* [What to produce]: Reproduce the items below without alteration, from the first line through the line containing "x=610 y=216", inclusive.

* [Given data]:
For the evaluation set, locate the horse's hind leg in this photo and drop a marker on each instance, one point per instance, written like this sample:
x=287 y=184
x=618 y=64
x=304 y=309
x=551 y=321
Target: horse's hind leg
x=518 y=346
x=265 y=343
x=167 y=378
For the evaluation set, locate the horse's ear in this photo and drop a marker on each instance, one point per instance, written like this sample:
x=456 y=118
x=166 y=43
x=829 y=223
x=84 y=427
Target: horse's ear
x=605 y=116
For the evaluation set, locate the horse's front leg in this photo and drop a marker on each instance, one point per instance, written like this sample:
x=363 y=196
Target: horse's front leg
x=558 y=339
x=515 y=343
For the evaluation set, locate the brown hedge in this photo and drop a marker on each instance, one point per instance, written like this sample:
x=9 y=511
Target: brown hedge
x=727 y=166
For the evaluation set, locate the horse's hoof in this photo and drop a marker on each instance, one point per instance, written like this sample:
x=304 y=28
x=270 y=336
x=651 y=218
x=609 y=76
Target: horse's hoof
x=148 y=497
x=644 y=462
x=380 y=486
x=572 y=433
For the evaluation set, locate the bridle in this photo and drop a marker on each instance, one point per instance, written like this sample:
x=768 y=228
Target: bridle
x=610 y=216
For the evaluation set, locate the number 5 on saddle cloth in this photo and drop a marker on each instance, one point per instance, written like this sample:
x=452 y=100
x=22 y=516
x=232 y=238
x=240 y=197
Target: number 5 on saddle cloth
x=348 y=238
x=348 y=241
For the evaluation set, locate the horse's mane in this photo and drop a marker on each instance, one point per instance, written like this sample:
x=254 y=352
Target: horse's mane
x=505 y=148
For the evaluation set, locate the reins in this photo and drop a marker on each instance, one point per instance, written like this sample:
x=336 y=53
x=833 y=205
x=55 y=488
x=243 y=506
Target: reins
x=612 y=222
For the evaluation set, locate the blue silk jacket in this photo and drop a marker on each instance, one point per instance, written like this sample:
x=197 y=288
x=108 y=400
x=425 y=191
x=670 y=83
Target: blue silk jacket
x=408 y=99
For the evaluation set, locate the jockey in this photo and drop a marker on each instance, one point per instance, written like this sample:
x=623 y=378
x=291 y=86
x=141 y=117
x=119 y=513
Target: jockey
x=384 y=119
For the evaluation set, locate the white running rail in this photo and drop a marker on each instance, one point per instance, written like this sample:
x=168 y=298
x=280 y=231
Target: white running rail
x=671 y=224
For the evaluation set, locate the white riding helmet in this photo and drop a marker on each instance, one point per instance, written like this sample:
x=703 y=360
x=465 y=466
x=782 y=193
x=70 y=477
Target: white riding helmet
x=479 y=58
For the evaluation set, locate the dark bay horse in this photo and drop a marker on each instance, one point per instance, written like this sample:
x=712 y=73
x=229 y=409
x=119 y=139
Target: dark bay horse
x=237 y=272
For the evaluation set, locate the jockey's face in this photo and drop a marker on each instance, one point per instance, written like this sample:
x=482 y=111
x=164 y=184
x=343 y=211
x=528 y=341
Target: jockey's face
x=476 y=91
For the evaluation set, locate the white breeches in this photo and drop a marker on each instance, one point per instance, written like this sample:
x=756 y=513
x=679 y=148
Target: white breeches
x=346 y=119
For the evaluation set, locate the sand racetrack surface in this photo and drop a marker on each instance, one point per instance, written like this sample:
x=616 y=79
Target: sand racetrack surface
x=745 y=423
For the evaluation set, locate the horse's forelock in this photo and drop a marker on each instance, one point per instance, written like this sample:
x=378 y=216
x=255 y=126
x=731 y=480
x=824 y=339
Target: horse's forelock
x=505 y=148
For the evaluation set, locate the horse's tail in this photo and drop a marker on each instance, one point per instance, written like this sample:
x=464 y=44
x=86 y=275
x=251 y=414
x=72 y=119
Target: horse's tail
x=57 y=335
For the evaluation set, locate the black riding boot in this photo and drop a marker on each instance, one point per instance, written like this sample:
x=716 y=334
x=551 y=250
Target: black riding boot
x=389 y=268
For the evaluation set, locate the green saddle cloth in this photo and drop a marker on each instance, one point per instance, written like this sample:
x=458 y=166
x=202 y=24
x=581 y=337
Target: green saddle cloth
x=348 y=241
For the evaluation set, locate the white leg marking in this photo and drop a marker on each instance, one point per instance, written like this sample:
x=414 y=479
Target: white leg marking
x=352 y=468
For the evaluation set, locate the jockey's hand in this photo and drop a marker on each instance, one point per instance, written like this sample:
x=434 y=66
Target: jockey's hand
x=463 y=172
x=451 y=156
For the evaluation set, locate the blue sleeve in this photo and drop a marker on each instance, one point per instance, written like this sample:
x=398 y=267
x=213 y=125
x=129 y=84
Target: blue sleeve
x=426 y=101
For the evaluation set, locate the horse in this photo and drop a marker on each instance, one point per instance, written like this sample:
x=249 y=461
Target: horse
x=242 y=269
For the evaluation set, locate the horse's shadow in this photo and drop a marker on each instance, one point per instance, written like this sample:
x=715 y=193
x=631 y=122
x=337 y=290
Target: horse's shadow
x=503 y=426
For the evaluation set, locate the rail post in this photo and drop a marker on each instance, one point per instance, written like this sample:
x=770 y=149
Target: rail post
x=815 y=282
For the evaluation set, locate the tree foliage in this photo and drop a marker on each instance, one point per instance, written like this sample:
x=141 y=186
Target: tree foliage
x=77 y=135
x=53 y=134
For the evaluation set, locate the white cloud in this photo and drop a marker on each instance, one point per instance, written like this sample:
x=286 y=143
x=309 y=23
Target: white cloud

* [Solution to this task]:
For the evaluation set, locate the horse's hind leg in this photo and drop a marker on each instance, one point per instance, written like this sample:
x=287 y=184
x=618 y=64
x=304 y=309
x=551 y=321
Target: horse's hind leg
x=518 y=346
x=265 y=343
x=167 y=378
For the evaluation set, locate the horse's ear in this photo and drop a marker on each instance, one point per instance, written like this sample:
x=456 y=118
x=166 y=43
x=829 y=223
x=84 y=427
Target: horse's ear
x=605 y=116
For the evaluation set, locate the horse's front leg in this photo and drop a marker on each instance, one point per instance, written like this sample:
x=363 y=196
Target: horse's front leg
x=558 y=339
x=515 y=343
For the evaluation set, locate the brown hedge in this photo and drop a marker on each instance, one point per instance, written like this sample:
x=9 y=511
Target: brown hedge
x=727 y=166
For the evaluation set, locate the horse's hoof in this photo and drop a marker on each instance, one point per instance, written like this sample:
x=304 y=28
x=270 y=336
x=651 y=218
x=609 y=76
Target: horse's hoof
x=148 y=497
x=644 y=462
x=380 y=486
x=572 y=433
For the evaluation set, locate the bridle in this photo and drop a marker on each instance, one point per instance, written like this sample:
x=768 y=228
Target: bridle
x=610 y=216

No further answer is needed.